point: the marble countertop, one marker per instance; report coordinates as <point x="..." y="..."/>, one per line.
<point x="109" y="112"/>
■ ■ ■
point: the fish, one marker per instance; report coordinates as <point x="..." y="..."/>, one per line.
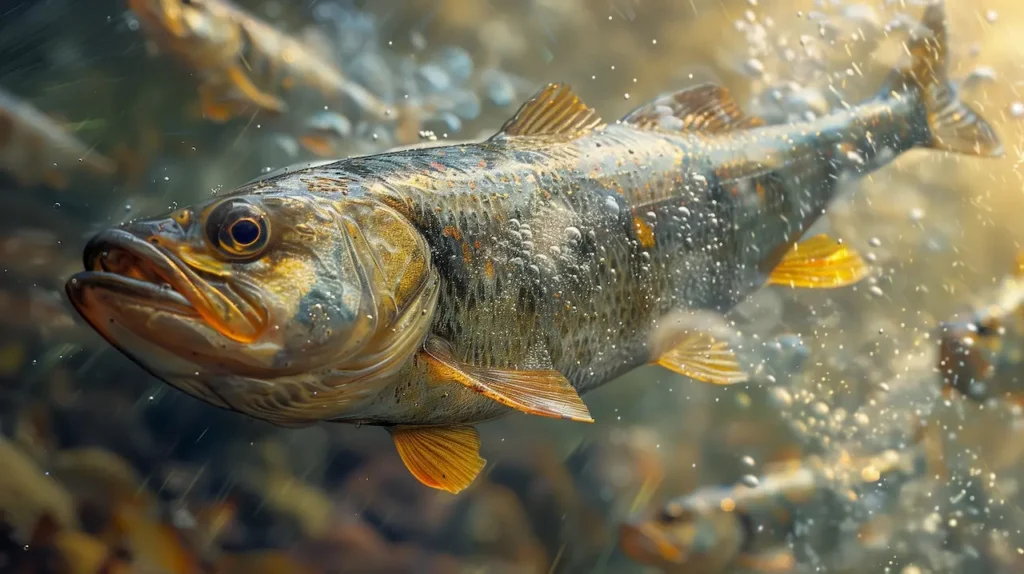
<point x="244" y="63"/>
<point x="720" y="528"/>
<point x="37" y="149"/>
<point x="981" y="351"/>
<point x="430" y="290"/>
■ ■ ■
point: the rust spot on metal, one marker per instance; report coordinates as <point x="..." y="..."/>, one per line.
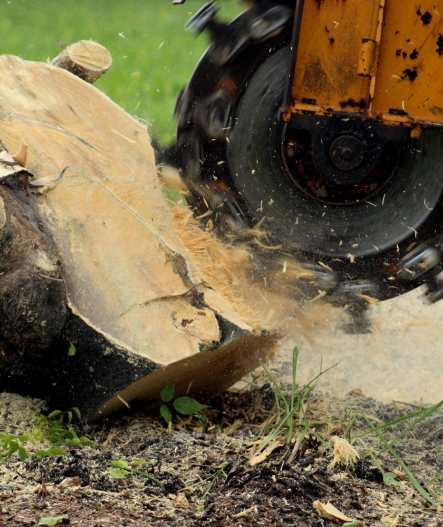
■ ■ ■
How many lines in the items above contain the word "marker"? Reply with the number alone.

■ Task response: 3